Print the entries verbatim, leaving out the images they contain.

**Material shown**.
[START]

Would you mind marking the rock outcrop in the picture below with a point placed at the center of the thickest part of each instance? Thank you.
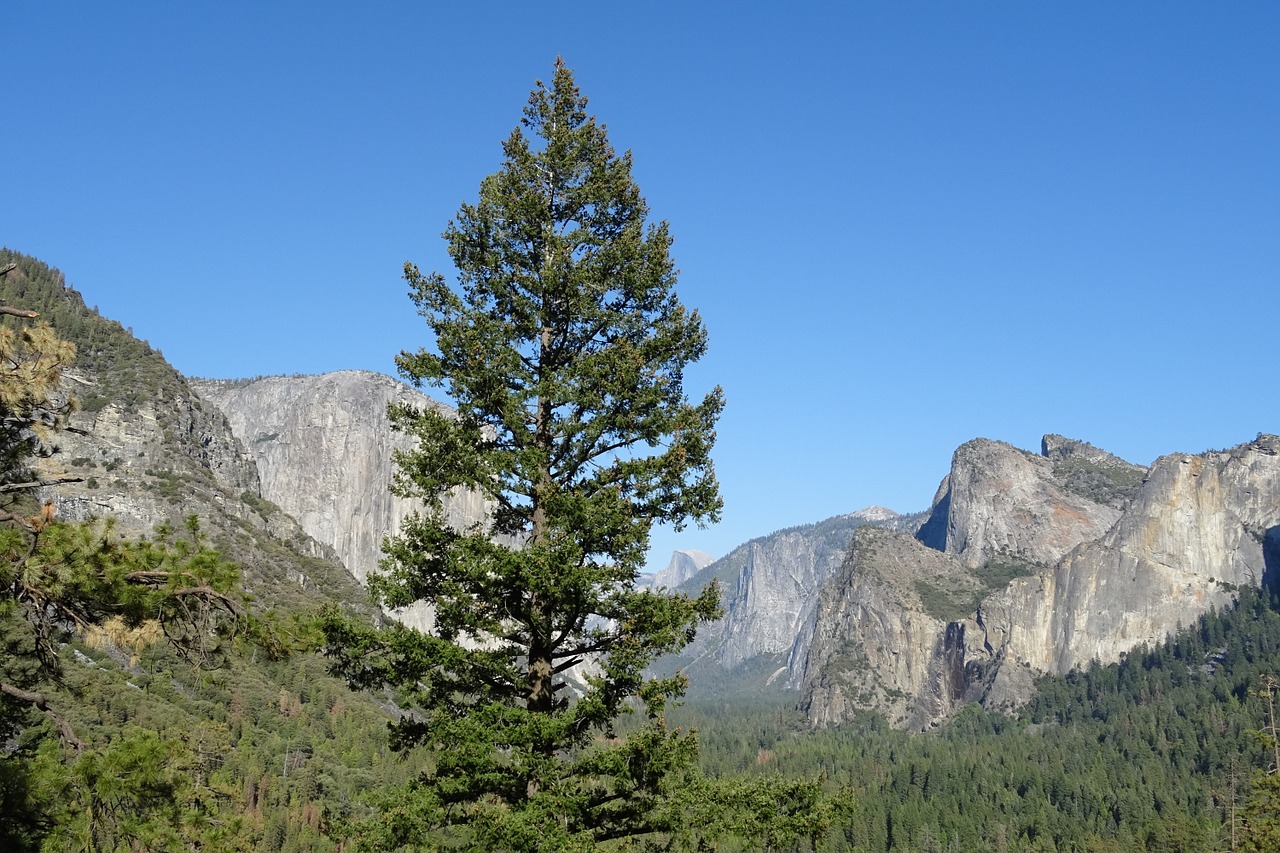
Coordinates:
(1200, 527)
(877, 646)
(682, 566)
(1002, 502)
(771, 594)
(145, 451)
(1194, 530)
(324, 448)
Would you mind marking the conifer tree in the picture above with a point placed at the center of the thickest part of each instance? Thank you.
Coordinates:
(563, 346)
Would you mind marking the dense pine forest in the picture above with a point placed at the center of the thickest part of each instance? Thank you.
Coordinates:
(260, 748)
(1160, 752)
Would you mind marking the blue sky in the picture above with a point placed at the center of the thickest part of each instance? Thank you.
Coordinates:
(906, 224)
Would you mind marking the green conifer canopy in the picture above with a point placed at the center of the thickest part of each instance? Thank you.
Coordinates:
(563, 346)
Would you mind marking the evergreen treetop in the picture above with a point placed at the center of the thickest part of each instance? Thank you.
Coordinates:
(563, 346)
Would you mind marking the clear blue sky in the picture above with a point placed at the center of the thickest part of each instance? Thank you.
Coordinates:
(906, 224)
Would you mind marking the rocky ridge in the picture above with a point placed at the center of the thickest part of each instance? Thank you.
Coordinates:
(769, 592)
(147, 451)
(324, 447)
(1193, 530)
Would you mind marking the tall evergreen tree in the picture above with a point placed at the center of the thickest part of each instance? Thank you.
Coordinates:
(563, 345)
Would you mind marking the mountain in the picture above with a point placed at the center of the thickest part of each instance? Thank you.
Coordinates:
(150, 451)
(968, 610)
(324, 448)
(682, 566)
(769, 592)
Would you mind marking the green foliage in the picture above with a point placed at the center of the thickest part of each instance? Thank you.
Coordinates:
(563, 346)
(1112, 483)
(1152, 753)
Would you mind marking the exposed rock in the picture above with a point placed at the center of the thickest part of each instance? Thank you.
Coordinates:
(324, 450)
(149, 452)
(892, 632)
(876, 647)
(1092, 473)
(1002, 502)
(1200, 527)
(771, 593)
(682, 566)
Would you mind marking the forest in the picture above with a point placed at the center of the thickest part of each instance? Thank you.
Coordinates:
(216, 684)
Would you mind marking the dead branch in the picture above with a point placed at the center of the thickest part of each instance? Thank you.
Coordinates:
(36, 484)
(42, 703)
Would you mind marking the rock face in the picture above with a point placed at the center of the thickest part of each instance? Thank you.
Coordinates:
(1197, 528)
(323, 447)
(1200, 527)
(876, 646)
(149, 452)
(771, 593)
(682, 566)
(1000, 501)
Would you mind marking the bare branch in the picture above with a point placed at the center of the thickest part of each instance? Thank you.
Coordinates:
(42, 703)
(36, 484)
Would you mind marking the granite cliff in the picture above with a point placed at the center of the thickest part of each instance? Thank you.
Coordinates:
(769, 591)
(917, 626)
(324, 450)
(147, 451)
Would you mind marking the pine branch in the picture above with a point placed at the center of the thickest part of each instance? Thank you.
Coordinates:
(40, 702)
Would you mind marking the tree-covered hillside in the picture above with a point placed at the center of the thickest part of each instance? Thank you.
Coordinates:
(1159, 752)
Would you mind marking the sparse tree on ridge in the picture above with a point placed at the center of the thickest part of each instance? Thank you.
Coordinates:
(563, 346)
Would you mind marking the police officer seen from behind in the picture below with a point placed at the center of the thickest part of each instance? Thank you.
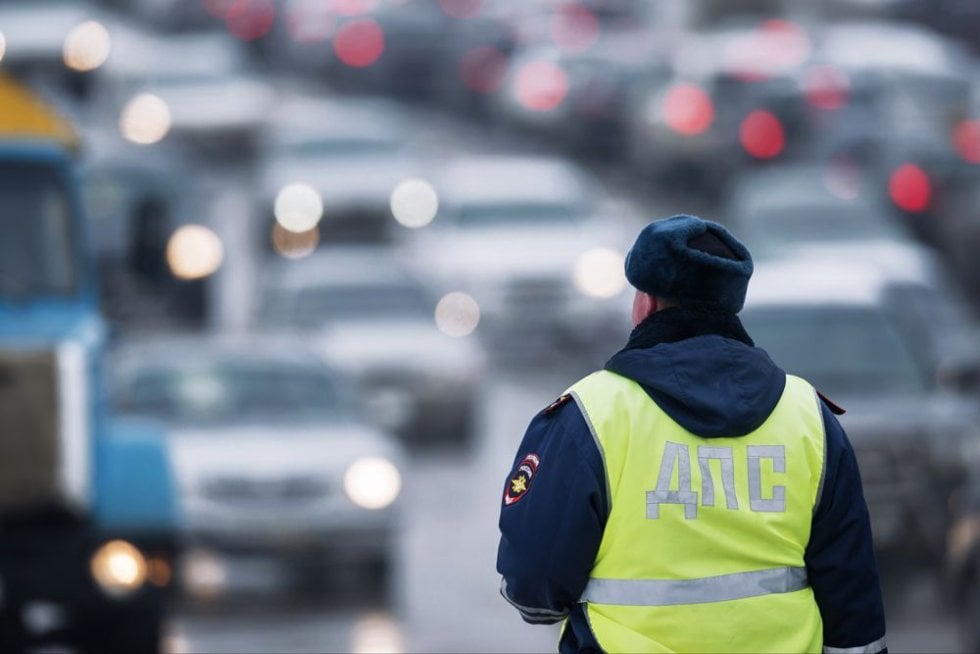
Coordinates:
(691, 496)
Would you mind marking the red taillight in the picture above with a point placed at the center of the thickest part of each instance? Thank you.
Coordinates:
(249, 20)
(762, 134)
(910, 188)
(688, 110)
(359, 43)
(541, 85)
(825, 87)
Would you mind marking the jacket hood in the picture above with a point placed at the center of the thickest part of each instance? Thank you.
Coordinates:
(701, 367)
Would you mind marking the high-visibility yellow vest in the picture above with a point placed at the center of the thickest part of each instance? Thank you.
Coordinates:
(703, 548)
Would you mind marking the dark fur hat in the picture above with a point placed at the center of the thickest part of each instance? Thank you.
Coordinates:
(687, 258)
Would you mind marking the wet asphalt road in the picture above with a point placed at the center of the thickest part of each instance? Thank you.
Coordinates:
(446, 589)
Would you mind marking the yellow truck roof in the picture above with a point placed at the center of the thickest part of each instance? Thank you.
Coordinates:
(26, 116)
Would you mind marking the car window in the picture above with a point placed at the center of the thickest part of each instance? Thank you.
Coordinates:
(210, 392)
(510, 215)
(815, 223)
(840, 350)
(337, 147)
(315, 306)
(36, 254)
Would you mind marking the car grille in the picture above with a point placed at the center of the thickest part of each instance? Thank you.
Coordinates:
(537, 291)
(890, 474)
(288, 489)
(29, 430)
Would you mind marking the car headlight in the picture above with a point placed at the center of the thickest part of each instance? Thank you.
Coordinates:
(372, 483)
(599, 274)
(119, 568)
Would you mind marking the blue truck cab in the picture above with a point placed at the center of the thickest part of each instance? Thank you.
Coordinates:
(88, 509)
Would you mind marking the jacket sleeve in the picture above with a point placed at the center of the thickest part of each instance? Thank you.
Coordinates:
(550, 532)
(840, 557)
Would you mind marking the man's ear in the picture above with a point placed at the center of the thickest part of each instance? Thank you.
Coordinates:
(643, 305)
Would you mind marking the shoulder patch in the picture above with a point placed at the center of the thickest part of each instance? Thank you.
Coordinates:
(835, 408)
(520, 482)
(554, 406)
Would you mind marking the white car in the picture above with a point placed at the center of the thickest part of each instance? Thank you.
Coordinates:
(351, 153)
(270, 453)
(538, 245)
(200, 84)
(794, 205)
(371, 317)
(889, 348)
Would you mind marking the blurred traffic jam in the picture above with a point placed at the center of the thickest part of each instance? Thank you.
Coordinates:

[END]

**Full answer**.
Would you mind marking the rock outcrop in the picture below with a point placed at the center of the thickest part of each instance? Thank you.
Coordinates:
(1200, 527)
(877, 646)
(682, 566)
(1002, 502)
(771, 594)
(145, 451)
(1194, 530)
(324, 448)
Would you mind marking the conifer tree in the picture above with a point placed at the center of the thickest part of each instance? Thank you.
Coordinates:
(563, 346)
Would you mind marking the dense pine forest in the picture above with a point placed at the center of the thickest part of each instance? Thank you.
Coordinates:
(260, 748)
(1160, 752)
Would you mind marking the blue sky in the picture above with a point placed at the center of the thickest part of each instance? Thank you.
Coordinates:
(906, 224)
Would you mind marking the green conifer canopy in the picture above with a point placed at the center of the thickest part of each instance? Thank you.
Coordinates:
(563, 346)
Would you mind marking the evergreen treetop in the picture above with a point placed at the center of the thickest part of each instance? Thank you.
Coordinates:
(563, 346)
Would you mind marking the clear blue sky in the picture above with a point placed at the center of the thickest part of each instance? Thank you.
Coordinates:
(906, 224)
Would you mind marking the rocky ridge in the picture above with a point placed at the center of the thickest part of each instance? Thank you.
Coordinates:
(769, 592)
(147, 451)
(324, 447)
(1193, 530)
Would you mind marking the tall evergreen tree in the picture above with a point placed at the center of the thickest part of each instance? Thank you.
Coordinates:
(563, 345)
Would you mind marking the mountain in the picture above with a point placed at the center of the thickest part of each instance? Thank you.
Coordinates:
(150, 451)
(968, 610)
(324, 448)
(682, 566)
(769, 592)
Would you mind marking the green foliage in the picture above with a point placed at the center of the thickest part of each instance? Thank you.
Coordinates:
(563, 346)
(1112, 483)
(1152, 753)
Would you mind marking the exposed rock in the picture above with a point placed at the center of the thickest part of each instance? Thank you.
Coordinates:
(324, 450)
(149, 452)
(892, 632)
(876, 647)
(1092, 473)
(1002, 502)
(1200, 527)
(771, 593)
(682, 566)
Would you mind marking the forest in the picture above with a point placed at the center of the thickest part of each instance? Thank you.
Coordinates:
(216, 684)
Would you mind marking the dead branch in the picture above with a point placed at the center of the thickest part of each instance? Thank you.
Coordinates:
(36, 484)
(42, 703)
Would you mind marking the rock face in the picture above with a point placed at the center of the thickest part of each instance? Thank you.
Coordinates:
(1197, 528)
(323, 447)
(1200, 527)
(876, 646)
(149, 452)
(771, 593)
(682, 566)
(1000, 501)
Would you mind marking the bare branch in the picture above with a point placed at the center of the thickest part of each instance? Thank you.
Coordinates:
(42, 703)
(36, 484)
Would you mind marking the granite cliff in the picture above with a point placed at the center of the thickest part of each instance? Thank you.
Coordinates:
(769, 591)
(917, 626)
(324, 450)
(147, 451)
Would you mind marking the pine branch in the picture above with a point placed at the center of the thickest part of each instance? Thank you.
Coordinates:
(40, 702)
Would you mind marking the tree-covered hillside in the picture above with a point placed at the center of the thickest part of each instance? Thank you.
Coordinates:
(1159, 752)
Would you mind marking the sparse tree on ridge in the picture above with a point placed at the center of the thickest part of each instance? Thank you.
Coordinates:
(563, 346)
Would you mind marking the police officer seen from behind in the picture below with a point placed at the center of the thickest part of each instance? Thank you.
Coordinates:
(691, 496)
Would you mind marking the red taillight in the picture above with a point placed at the center of the thickest part of each instance? Thank you.
Coordinates:
(249, 20)
(762, 134)
(910, 188)
(688, 110)
(359, 43)
(541, 85)
(825, 87)
Would you mind marking the jacket hood in the picture above with a point placed at the center of the thickest part of each instance? Thank you.
Coordinates:
(701, 367)
Would you mind marking the high-visibility yellow vest in the picture above with a point placed at the center of the thickest part of each instance? Thank you.
Coordinates:
(703, 548)
Would you mind marking the dark fur hat in the picture above with a point placed at the center of the thickest part of each instance? Thank you.
Coordinates:
(687, 258)
Would you mind marking the wet asphalt road in the picture above with a point placed at the center of the thickest part of each instance? Thank you.
Coordinates:
(446, 589)
Would you mind marking the yellow truck roof in the picture above with a point placed at the center of the thickest part of each instance? Thank you.
Coordinates:
(26, 116)
Would you mind marking the car window in the picture above with a point placed at the center of the thickest part of each instance? Thank you.
Coordinates:
(210, 392)
(510, 215)
(815, 223)
(840, 350)
(337, 147)
(315, 306)
(36, 254)
Would you mind marking the car grille in the picture above with a point placed at the center of the thickest part of each instance? Thank you.
Coordinates:
(537, 291)
(890, 474)
(288, 489)
(29, 430)
Would you mind marking the car headlight in the picture above with a point placed at the center of the thickest part of each instance? Thank you.
Coordinates:
(372, 483)
(599, 274)
(119, 568)
Would you mind marking the blue truck cab in the picture above with a point placed at the center of the thickest part of each instance? Thank you.
Coordinates:
(88, 509)
Would you mind marking the jacket sleeve in the picture above with a point placed at the center of the thickest part of each instance? Thank you.
Coordinates:
(550, 532)
(840, 557)
Would you mind marking the man's ear in the picture above with a point placed at the center of the thickest part of each instance? Thank you.
Coordinates:
(643, 305)
Would you mind marking the shoulder patch in the picture above with a point placed at the center of the thickest part of each instance? Thank you.
Coordinates:
(835, 408)
(520, 482)
(554, 406)
Would you mind marking the white car in the picture above with a point placed at the center of the thickest part of each instance? Thank you.
Coordinates:
(351, 153)
(270, 453)
(538, 245)
(200, 84)
(794, 205)
(371, 317)
(889, 348)
Would you mind marking the blurred traffic jam in the picture above with a point placed at the center of the thickest part of each instance? Thank you.
Coordinates:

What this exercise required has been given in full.